=== RECORDS SHOWN ===

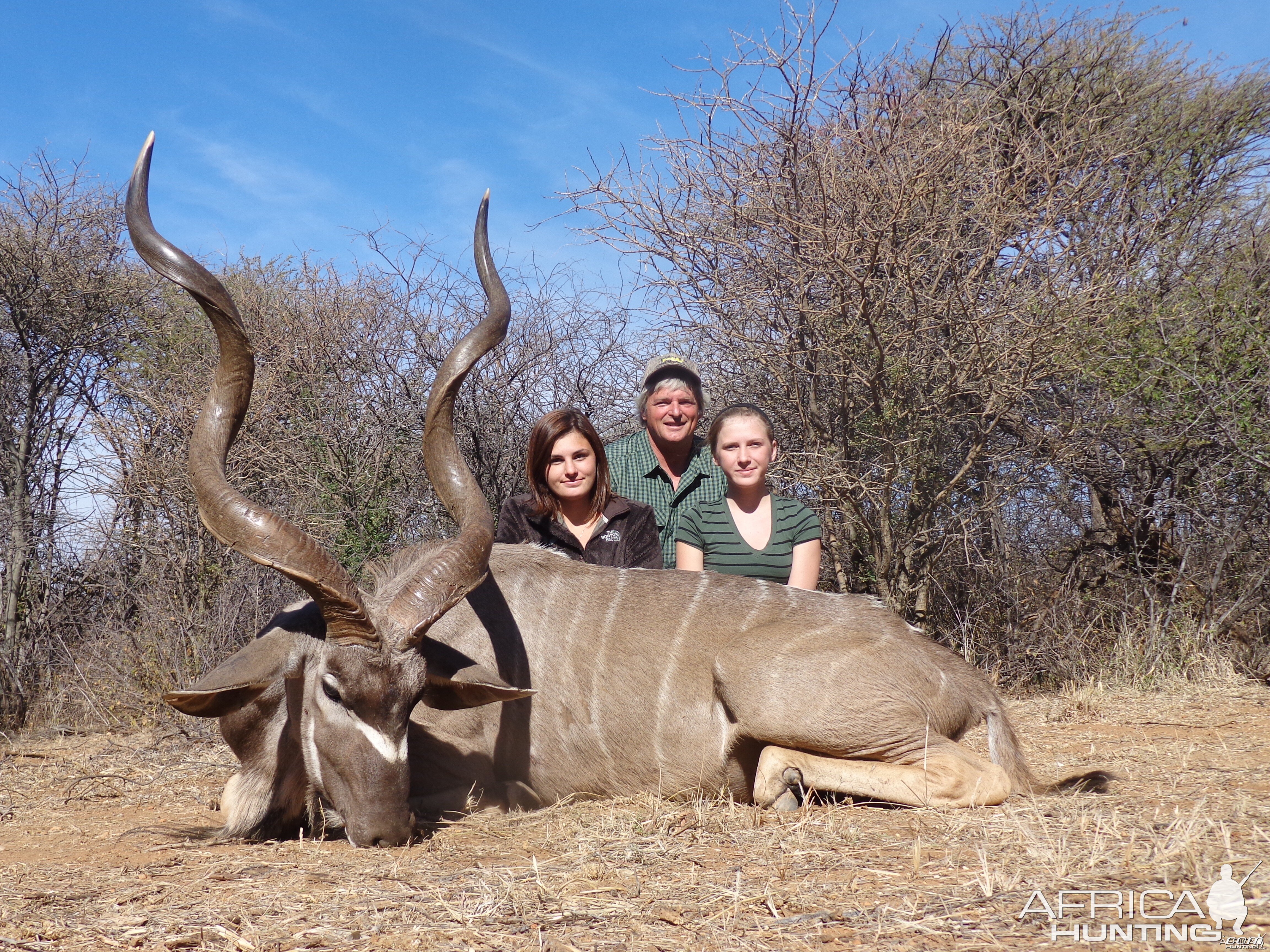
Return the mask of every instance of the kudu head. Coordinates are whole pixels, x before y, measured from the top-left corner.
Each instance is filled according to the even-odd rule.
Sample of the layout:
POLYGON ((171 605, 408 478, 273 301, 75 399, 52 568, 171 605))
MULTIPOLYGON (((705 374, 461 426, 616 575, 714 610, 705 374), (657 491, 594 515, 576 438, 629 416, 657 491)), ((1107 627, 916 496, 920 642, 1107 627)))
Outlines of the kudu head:
MULTIPOLYGON (((406 798, 406 729, 423 701, 475 707, 531 694, 428 637, 428 630, 481 583, 494 519, 458 452, 453 406, 472 366, 507 334, 511 303, 486 235, 489 193, 476 216, 475 255, 489 314, 446 357, 428 400, 423 458, 432 485, 458 523, 458 536, 399 553, 375 593, 306 532, 239 493, 225 458, 251 397, 255 358, 224 286, 155 231, 149 178, 154 133, 128 185, 128 232, 137 254, 198 301, 212 322, 220 362, 189 443, 198 514, 224 545, 295 581, 311 603, 281 613, 265 632, 193 687, 164 699, 198 717, 232 716, 279 679, 298 722, 311 798, 328 802, 357 845, 400 845, 414 829, 406 798)), ((224 724, 224 722, 222 722, 224 724)))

===

### TO BE DONE
Reproduce the data above word for word, omitting the pictures.

### SOLUTION FOR THIS EXERCISE
Return the mask of every instance of the kudu head. Coordinates are whole pixels, x before y, measured from the top-left corner.
Each instance is filled according to the even-odd rule.
Sample of the layout:
POLYGON ((171 605, 408 478, 273 301, 75 399, 52 568, 171 605))
MULTIPOLYGON (((705 374, 461 426, 616 575, 714 610, 705 374), (657 491, 594 515, 576 438, 629 416, 657 491)), ((1107 627, 916 496, 920 642, 1107 627)))
Outlines of the kudu head:
MULTIPOLYGON (((406 798, 406 729, 423 701, 475 707, 531 694, 428 637, 428 630, 481 583, 494 519, 458 452, 453 406, 472 366, 507 334, 511 303, 486 235, 489 193, 476 216, 475 255, 489 314, 446 357, 428 400, 423 458, 432 485, 458 523, 458 536, 399 553, 375 593, 306 532, 239 493, 225 458, 251 397, 255 358, 224 286, 155 231, 149 178, 154 133, 128 185, 128 232, 137 254, 198 301, 212 322, 220 362, 189 443, 198 514, 224 545, 295 581, 311 603, 281 613, 265 632, 193 687, 164 699, 198 717, 232 716, 279 679, 298 722, 311 798, 328 802, 357 845, 400 845, 414 829, 406 798)), ((224 724, 224 722, 222 722, 224 724)))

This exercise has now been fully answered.